In the apical 4 chamber view text below, reproduce word for word everything from "Zoom in on the" down to "diastolic function section.".

TEXT:
*** Block opens ***

Apical 4 Chamber view
The apical 4 chamber view is obtained by placing the transducer near the point of maximal impulse with the probe indicator at 3 o'clock (arrow). Other apical views will require rotation and tilting.
The probe slices through the apex, and right and left ventricles in this view. The atria are in the far field. The field cut of view is such that the aortic root and aortic valve are not seen in this plane.
RV - right ventricle, LV - left ventricle, DA - descending aorta, TV - tricuspid valve, MV - mitral valve, RA - right atrium, LA - left atrium
An ideal 4 chamber view looks like this
In the appropriate orientation, the septum lines up vertically near the center of the screen. The LV and LV apex should be vertically oriented and the LV should be parabolic in shape as shown. If the LV apex appears round or is off center you are likely "off axis" which can affect interpretation. This view is also used to assess RV size and function, atrial size, abnormal intra-atrial and interventricular septal movement, as well as diastolic function. A few institutions have standardized this view in right-left reverse with the left ventricle on the left side of the screen and the right ventricle on the right of the screen. The majority of hospitals otherwise use the convention we show above. LV - left ventricle, RV - right ventricle, LA - left atrium, RA - right atrium, TV - tricuspid valve, and MV - mitral valve.
Zoom in on the Left Ventricle
It is important attempt to get a good look at all of the walls of the left ventricle. In this view the inferoseptum, lateral wall and apex can be seen. The lateral wall is usually the least well seen here because the wall itself is parallel with the ultrasound beam.
In addition to LV function assessment, below are some examples of what additional information can be gathered in this view. In the apical 4 chamber view it is important to use color Doppler to assess the mitral valve, the tricuspid valve and the pulmonary veins. Spectral Doppler should also be used to assess for the filling pattern of both valve, and to help quantify regurgitation as well as diastolic function. Tissue Doppler is frequently used at the lateral and septal mitral annulus to help assess diastolic function as well. This is discussed further in the diastolic function section.

*** Block closes ***

(Data records)
*** Block opens ***

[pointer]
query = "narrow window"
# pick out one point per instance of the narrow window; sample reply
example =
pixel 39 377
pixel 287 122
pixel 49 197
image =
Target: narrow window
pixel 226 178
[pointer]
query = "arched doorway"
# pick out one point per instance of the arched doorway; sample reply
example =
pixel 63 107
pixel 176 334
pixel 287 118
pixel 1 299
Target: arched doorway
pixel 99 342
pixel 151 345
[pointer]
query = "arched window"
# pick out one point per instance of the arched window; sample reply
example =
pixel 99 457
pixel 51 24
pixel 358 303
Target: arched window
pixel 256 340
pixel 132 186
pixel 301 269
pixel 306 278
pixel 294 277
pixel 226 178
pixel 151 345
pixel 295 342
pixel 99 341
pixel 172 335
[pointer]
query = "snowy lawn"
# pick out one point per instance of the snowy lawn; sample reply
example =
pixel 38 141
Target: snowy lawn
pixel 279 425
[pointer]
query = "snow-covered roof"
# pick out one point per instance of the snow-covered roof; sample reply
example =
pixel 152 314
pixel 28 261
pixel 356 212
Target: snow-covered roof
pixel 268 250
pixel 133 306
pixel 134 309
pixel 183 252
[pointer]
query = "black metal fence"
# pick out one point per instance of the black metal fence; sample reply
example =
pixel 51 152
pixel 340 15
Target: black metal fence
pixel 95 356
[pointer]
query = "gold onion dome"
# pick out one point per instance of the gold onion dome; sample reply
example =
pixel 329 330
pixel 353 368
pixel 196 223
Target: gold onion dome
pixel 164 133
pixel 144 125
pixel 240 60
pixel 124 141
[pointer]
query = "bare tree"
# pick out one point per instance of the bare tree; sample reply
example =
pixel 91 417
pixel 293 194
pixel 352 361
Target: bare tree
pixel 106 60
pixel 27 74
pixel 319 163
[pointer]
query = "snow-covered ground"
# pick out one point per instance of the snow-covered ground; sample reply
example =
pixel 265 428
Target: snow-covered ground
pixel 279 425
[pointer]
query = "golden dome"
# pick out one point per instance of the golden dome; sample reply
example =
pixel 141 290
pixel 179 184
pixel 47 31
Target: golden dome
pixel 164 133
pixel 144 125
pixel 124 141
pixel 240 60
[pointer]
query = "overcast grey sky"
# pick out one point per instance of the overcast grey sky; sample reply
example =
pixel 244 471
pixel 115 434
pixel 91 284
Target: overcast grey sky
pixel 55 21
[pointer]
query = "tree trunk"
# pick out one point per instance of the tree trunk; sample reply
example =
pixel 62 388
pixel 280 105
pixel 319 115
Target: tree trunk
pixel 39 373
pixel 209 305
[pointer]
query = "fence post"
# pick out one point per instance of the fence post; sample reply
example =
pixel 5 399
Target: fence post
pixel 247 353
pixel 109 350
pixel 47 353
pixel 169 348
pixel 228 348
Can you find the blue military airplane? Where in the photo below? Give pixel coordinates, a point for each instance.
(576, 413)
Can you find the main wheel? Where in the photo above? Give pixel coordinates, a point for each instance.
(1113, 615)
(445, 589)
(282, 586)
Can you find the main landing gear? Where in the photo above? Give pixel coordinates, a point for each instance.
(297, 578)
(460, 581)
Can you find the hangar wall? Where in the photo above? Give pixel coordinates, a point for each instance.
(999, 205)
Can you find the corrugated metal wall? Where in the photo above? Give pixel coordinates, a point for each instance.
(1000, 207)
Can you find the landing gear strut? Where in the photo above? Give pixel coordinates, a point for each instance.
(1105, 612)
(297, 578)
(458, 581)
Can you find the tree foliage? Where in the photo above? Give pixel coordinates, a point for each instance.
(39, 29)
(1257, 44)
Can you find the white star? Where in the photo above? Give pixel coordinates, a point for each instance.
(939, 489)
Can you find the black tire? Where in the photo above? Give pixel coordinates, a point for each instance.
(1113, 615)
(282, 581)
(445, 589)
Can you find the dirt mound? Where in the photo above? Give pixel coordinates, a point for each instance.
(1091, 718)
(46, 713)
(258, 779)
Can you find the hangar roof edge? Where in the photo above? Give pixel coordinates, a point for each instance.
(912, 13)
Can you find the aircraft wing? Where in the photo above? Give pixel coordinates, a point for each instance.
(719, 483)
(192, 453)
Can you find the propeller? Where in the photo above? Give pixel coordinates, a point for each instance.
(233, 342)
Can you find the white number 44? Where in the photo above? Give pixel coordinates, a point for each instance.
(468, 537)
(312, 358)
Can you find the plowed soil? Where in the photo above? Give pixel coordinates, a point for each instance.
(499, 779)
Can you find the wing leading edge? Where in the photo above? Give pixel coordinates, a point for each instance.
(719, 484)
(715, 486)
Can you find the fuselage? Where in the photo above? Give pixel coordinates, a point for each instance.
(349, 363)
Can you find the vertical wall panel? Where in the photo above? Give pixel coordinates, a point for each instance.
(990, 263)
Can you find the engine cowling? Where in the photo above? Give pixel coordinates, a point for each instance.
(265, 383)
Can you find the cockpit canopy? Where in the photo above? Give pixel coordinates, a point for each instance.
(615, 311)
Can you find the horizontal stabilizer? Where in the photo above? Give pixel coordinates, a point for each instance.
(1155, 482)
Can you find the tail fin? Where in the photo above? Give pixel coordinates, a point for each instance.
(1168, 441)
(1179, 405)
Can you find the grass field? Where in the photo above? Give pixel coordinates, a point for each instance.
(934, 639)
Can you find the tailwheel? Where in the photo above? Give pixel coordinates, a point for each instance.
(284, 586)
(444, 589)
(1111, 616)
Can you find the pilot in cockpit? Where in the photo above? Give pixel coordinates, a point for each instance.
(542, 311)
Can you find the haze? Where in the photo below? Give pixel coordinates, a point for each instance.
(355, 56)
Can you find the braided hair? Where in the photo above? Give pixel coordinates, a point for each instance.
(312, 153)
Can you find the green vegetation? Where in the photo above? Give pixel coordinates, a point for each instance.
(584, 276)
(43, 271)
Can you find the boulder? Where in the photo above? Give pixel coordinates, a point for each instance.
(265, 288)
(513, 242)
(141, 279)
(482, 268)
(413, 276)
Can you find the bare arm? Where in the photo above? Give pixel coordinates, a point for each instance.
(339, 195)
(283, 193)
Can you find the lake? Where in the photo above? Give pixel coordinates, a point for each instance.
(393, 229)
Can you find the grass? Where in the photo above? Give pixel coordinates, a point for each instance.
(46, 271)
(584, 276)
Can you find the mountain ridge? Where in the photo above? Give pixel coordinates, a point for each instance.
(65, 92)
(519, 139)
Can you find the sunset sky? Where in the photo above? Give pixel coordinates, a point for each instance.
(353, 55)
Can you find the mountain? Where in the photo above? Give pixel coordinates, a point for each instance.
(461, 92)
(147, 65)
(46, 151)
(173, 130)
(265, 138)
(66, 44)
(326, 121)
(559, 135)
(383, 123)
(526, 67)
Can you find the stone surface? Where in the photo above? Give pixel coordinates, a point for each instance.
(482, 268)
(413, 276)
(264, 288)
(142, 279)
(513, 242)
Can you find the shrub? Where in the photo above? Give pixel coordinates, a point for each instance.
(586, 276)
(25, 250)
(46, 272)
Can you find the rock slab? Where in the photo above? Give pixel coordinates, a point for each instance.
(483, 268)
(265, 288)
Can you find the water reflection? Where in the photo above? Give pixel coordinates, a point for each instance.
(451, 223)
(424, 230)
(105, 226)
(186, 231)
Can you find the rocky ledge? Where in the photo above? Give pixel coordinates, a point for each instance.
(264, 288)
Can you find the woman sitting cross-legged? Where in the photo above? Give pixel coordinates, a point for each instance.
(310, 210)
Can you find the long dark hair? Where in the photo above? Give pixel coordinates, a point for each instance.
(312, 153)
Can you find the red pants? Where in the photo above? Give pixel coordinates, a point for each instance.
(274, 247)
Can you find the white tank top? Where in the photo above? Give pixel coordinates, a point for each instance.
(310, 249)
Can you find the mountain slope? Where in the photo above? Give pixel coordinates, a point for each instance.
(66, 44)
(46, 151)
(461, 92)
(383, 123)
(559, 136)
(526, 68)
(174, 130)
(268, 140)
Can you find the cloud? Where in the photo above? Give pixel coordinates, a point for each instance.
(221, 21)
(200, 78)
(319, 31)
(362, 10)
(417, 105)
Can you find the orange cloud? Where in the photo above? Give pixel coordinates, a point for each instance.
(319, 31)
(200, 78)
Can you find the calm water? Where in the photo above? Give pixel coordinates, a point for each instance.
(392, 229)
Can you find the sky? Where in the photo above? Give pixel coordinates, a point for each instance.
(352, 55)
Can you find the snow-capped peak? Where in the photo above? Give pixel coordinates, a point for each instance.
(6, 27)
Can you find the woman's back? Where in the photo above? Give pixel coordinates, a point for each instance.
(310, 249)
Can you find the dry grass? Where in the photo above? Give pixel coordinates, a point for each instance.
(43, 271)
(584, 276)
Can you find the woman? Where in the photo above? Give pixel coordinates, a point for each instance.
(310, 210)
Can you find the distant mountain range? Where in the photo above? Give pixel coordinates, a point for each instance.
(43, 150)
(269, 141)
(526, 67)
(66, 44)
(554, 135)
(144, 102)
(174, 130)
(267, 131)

*** Block closes ***

OUTPUT FOR THIS EXERCISE:
Zoom in on the Left Ventricle
It is important attempt to get a good look at all of the walls of the left ventricle. In this view the inferoseptum, lateral wall and apex can be seen. The lateral wall is usually the least well seen here because the wall itself is parallel with the ultrasound beam.
In addition to LV function assessment, below are some examples of what additional information can be gathered in this view. In the apical 4 chamber view it is important to use color Doppler to assess the mitral valve, the tricuspid valve and the pulmonary veins. Spectral Doppler should also be used to assess for the filling pattern of both valve, and to help quantify regurgitation as well as diastolic function. Tissue Doppler is frequently used at the lateral and septal mitral annulus to help assess diastolic function as well. This is discussed further in the diastolic function section.